# PROMPT 1:
Can you reproduce the stretch of the H7N9 article from "As that first" through "quickly than others."?
# PROMPT 2:
Answer these questions from the H7N9 article:
(a) What share of infected humans did A (H7N9) kill in its first outbreak?
(b) How many people had died from A (H7N9) globally through March 2015?
(c) Which group of white blood cells held the clue to why some people died and others survived?

In 2013, an elderly man in China fell ill after catching a virus from a live chicken his wife had asked him to buy at a local market. He was patient zero in the first outbreak of a new strain of avian flu called A (H7N9) that killed over 30% of humans infected and hospitalized 99% of survivors.
Since the first cases were reported in March 2013, 640 people have become infected and 224 have died from A (H7N9) globally through March 2015 – most from the mainland of China. The virus passes from infected birds to humans.
As that first outbreak ensued, Australian and Chinese scientists teamed up to investigate why some people died while others survived, and why some survivors recovered more quickly than others.
The researchers found the clue lay in the way a certain group of white blood cells – called CD8+ T cells – responded to the new virus.
They believe their discovery could advance flu vaccine technology and bring closer the day when people just have one flu jab that protects them for life.
One of the investigators, Katherine Kedzierska, an associate professor at the University of Melbourne in Australia, explains how the team – which included specialists from Melbourne and virologists from Fudan University in Shanghai, China – reacted to the outbreak:
“We’d never seen anything like H7N9. The virus was infecting more people rapidly and nobody had immunity. Thankfully, we did manage to contain the virus but we knew we had come face-to-face with a potential pandemic that could kill millions of people around the world if the virus became able to spread between humans.”

Referring expression grounding data

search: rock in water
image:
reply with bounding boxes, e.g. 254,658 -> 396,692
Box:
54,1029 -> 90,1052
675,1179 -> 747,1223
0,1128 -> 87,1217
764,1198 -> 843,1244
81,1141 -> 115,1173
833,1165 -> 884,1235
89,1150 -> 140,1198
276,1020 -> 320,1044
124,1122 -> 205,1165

# EXERCISE ANSWER 1:
As that first outbreak ensued, Australian and Chinese scientists teamed up to investigate why some people died while others survived, and why some survivors recovered more quickly than others.

# EXERCISE ANSWER 2:
(a) Over 30%
(b) 224
(c) CD8+ T cells